- Instructions for the task -
In the research note on MyNews and CU, how many years does the license agreement let the group operate and sub-franchise CU outlets in Malaysia, not counting renewal?

Kenanga Research & Investment

MyNews Holdings Berhad - See You At CU

kiasutrader
Publish date: Tue, 13 Oct 2020, 10:01 AM

MyNews will be bringing in Korea’s leading consumer value store (CVS) brand CU to Malaysia, with the first store expected to be rolled out by early CY21. All-in, we are cautious over this move, mainly due to the likely cannibalisation between CU and Mynews outlets, as well as the prevailing execution risks for the expansion of a new brand (on top of its Maru Café expansion plans which have yet to show promising results). UP call with TP of RM0.480 maintained.

Bringing Korean CVS stores - CU to you. The group signed a license agreement with BGF Retail Co., Ltd yesterday with the latter being the operator and owner of South Korea’s leading convenience store brand CU which has more than 15,000 stores in South Korea. This agreement will essentially allow the group to operate and sub-franchise CU outlets in Malaysia for a period of 10 years, with an additional renewal term of 10 years. We understand that the group will be utilising its current Food Processing Centre (FPC) to produce fresh food offerings for the CU outlets.

Targeting 500 CU stores in 5 years, the group will be testing the waters by gradually rolling out around 30-50 new CU stores in the first year, with the first store anticipated to be ready by early CY21. Meanwhile, no fund raising activities are needed at this juncture as the earmarked capex of c.RM30m-RM40m for the first three years will be funded internally via the previous credit facilities secured for the FPC. Notably, the start-up cost for a new CU store is around 10% lower than a MyNews outlet, due to its cheaper fresh food equipment.

Exciting new addition to the portfolio… As the RTE products to be supplied to the new CU outlets would be produced by the group’s Halal licensed FPC, this would ideally help drive up the group’s FPC’s utilisation rate (currently at c.35%) quicker to reach its FY21 break-even target rate at 70%. Besides, being the first of its kind in Malaysia, the group would also be able to tap into the persistently growing popularity of K-Culture through its new CU outlets. CU stores typically sell a greater share of higher margin fresh food content (guesstimated at c.70% of total sales), which could very well serve as good boost to both top and bottom lines after an anticipated gestation period of 2-3 years.

…but comes with downside risks. Though management argues that CU’s distinct product offerings (i.e., own private label Heyroo and exclusive Korean products) and store location positionings would allow them to differentiate themselves from the existing players, we are nonetheless concerned over the possibility that the new CU outlets would overcrowd the already competitive consumer value store space and cross-cannibalise its existing MyNews brand. Furthermore, the execution risk for the expansion of a new brand still prevails, even more so during the current market uncertainty and on top of the group’s existing Maru Café expansion plans.

Maintain UNDERPERFORM with unchanged TP of RM0.48, premised on FY21E 18.0x PER, at -2.0SD of its 3-years historical mean PER. We made no changes to our earnings estimates for now, pending more information from the management.

Overall, we are slightly negative on this venture, given: (i) overall subdued consumer sentiment amid the current Covid-19 outbreak, (ii) possible cross-cannibalisation for its two brands, as well as (iii) prevailing execution risks on top of the group’s existing Maru Café expansion plans which have yet to show promising results. Key risks to our call include: higher–than-expected sales, and faster-than-expected breakeven of FPC.

(Collected data entries)
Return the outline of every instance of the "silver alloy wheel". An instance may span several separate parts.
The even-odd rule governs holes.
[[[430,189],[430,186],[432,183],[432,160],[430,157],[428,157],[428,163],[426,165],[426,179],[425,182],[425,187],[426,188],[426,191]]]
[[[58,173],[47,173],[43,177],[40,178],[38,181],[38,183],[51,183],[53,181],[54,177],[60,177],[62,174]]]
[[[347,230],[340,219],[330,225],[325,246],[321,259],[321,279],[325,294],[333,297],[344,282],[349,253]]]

- Solution to this exercise -
10 years